* _Selected text_:
↓↓↓
The interface circuit 920 of the illustrated example also includes a communication device such as a transmitter, a receiver, a transceiver, a modem, a residential gateway, a wireless access point, and/or a network interface to facilitate exchange of data with external machines (e.g., computing devices of any kind) via a network 926. The communication can be via, for example, an Ethernet connection, a digital subscriber line (DSL) connection, a telephone line connection, a coaxial cable system, a satellite system, a line-of-site wireless system, a cellular telephone system, etc.

The processor platform 900 of the illustrated example also includes one or more mass storage devices 928 for storing software and/or data. Examples of such mass storage devices 928 include floppy disk drives, hard drive disks, compact disk drives, Blu-ray disk drives, redundant array of independent disks (RAID) systems, and digital versatile disk (DVD) drives.

The machine executable instructions 932 of FIGS. 7A and 7B may be stored in the mass storage device 928, in the volatile memory 814, in the non-volatile memory 916, and/or on a removable non-transitory computer readable storage medium such as a CD or DVD.

From the foregoing, it will be appreciated that example methods, apparatus and articles of manufacture have been disclosed that provide for dynamic control of thermal constraints and/or fan acoustic constraints of an electronic user device (e.g., a laptop, a tablet). Examples disclosed herein analyze sensor data indicative of, for instance, user interaction(s) with the device, other user activities (e.g., talking on a phone), and ambient noise to determine if a temperature of a skin of the device can be increased and/or if audible noises associated with rotation of the fan(s) of the device can be increased. Examples disclosed herein detect opportunities for increased skin temperature (e.g., when a user is interacting with the device via an external keyboard) and/or increased fan noise (e.g., when a user is located a threshold distance from the device or in a noisy environment). By permitting the skin temperature of the device to increase, example disclosed herein enable increased power to be provided to the hardware component(s) of the device and, thus, can improve performance (e.g., processing performance) of the device. By allowing the fan(s) to rotate at increased speed(s) and, thus, generate more noise, examples disclosed herein provide for efficient cooling of the device. The disclosed methods, apparatus and articles of manufacture improve the efficiency of using a computing device by selectively managing thermal constraint(s) for the device to optimize device performance and cooling in view user interactions with the device and/or ambient conditions. The disclosed methods, apparatus and articles of manufacture are accordingly directed to one or more improvement(s) in the functioning of a computer.

Example methods, apparatus, systems, and articles of manufacture to implement thermal management of electronic user devices are disclosed herein. Further examples and combinations thereof include the following:

Example 1 includes an electronic device including a housing, a fan, a first sensor, a second sensor, and a processor to at least one of analyze first sensor data generated by the first sensor to detect a presence of a subject proximate to the electronic device or analyze second sensor data generated by the second sensor to detect a gesture of the subject, and adjust one or more of an acoustic noise level generated the fan or a temperature of an exterior surface of the housing based on one or more of the presence of the subject or the gesture.

Example 2 includes the electronic device of example 1, wherein the second sensor includes a camera.

Example 3 includes the electronic device of examples 1 or 2, wherein the processor is to adjust the acoustic noise level by generating an instruction to increase a rotational speed of the fan.

Example 4 includes the electronic device of any of examples 1-3, wherein the processor is to adjust the temperature of the exterior surface of the device by controlling a power source of the device.
↑↑↑
* _Supplied data_:
↓↓↓
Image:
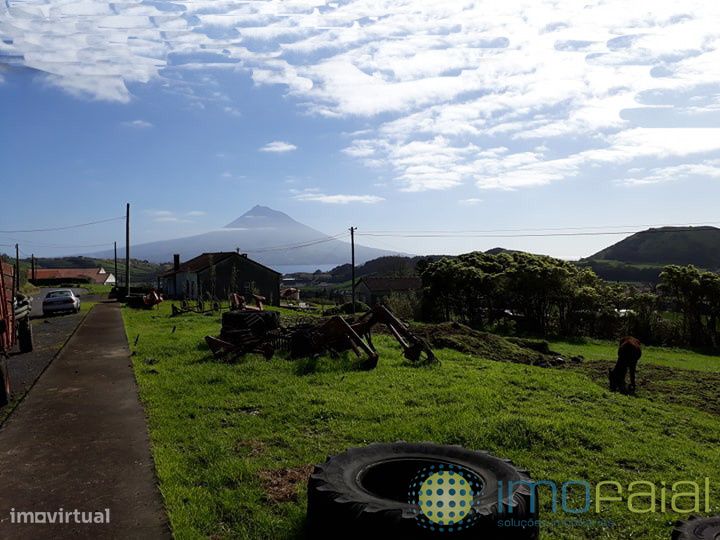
↑↑↑
* _What you will do_:
**1.** Please condense the paragraph beginning "From the foregoing" in the thermal management text above into a short bulleted list that keeps its main facts.
**2.** Extend the thermal management text from where it stops, adding the next numbered examples in the same style.

* _Responses in order_:
**1.**
- The disclosed methods, apparatus and articles of manufacture dynamically control thermal and/or fan acoustic constraints of an electronic user device such as a laptop or tablet.
- They analyze sensor data on user interaction with the device, other user activities (e.g., talking on a phone), and ambient noise.
- From this data they decide whether the device's skin temperature and/or fan noise can be increased.
- Higher skin temperature is possible, for example, when the user types on an external keyboard. Higher fan noise is possible when the user is a threshold distance away or the environment is noisy.
- A hotter skin allows more power to reach hardware components, which can improve processing performance.
- Faster, louder fans provide efficient cooling.
- By managing thermal constraints according to user interactions and ambient conditions, the approach improves the efficiency and functioning of the computing device.

**2.**
Example 5 includes the electronic device of any of examples 1-4, further including a microphone, the processor to analyze third sensor data generated by the microphone to detect ambient noise in an environment including the device, and adjust the acoustic noise level of the fan based on the ambient noise.

Example 6 includes the electronic device of example 1, further including a keyboard carried by the housing, wherein the processor is to detect an input via the keyboard and adjust the temperature of the exterior surface of the housing based on the detection of the input.

Example 7 includes the electronic device of example 1, further including a keyboard external to the housing, wherein the processor is to detect an input via the keyboard and adjust the temperature of the exterior surface of the housing based on the detection of the input.

Example 8 includes the electronic device of example 1, wherein the processor is to adjust one the acoustic noise level to during cleaning of the fan and based on the distance of the user being within a threshold distance from the electronic device.

Example 9 includes an apparatus including a user presence detection analyzer, an image data analyzer, a motion data analyzer, at least one of (a) the user presence detection analyzer to identify a presence of a user relative to an electronic device based on first sensor data generated by a first sensor of the electronic device or (b) at least one of the image data analyzer or the motion data analyzer to determine a gesture of the user relative to the device based on second sensor data generated by a second sensor of the electronic device, a thermal constraint selector to select a thermal constraint for a temperature of an exterior surface of the electronic device based on one or more of the presence of the user or the gesture, and a power source manager to adjust a power level for a processor of the electronic device based on the thermal constraint.

Example 10 includes the apparatus of example 9, further including a device configuration analyzer to detect a presence of an external user input device communicatively coupled to the electronic device.

Example 11 includes the apparatus of example 10, wherein the external device is at least one of a keyboard, a pointing device, or headphones.

Example 12 includes the apparatus of example 9, wherein the second sensor data is image data and the image data analyzer is to determine the gesture based on a machine learning model.

Example 13 includes the apparatus of examples 9 or 12, wherein the second sensor data is image data and wherein the image data analyzer is to detect a position of an eye of the user relative to a display screen of the electronic device.

Example 14 includes the apparatus of example 9, further including a fan acoustic constraint selector to select a fan acoustic constraint for a noise level to be generated by a fan of the electronic device during operation of the fan.

Example 15 includes the apparatus of example 14, further including an ambient noise analyzer to determine an ambient noise level based on ambient noise data generated by a microphone of the electronic device, the fan acoustic constraint selector to select the fan acoustic constraint based on the ambient noise level.

Example 16 includes the apparatus of example 14, wherein the user presence detection sensor is further to determine a distance of the user from the electronic device, the fan acoustic constraint selector to select the fan acoustic constraint based on the distance.

Example 17 includes the apparatus of example 14, wherein the fan acoustic constraint selector is to select the fan acoustic constraint for the noise level to be generated by the fan during cleaning of the fan.

Example 18 includes the apparatus of example 14, wherein the image data analyzer is to detect that the user is wearing headphones based on image data generated by the second sensor, the fan acoustic constraint selector to select the fan acoustic constraint based on the ambient noise level based on the detection of the headphones.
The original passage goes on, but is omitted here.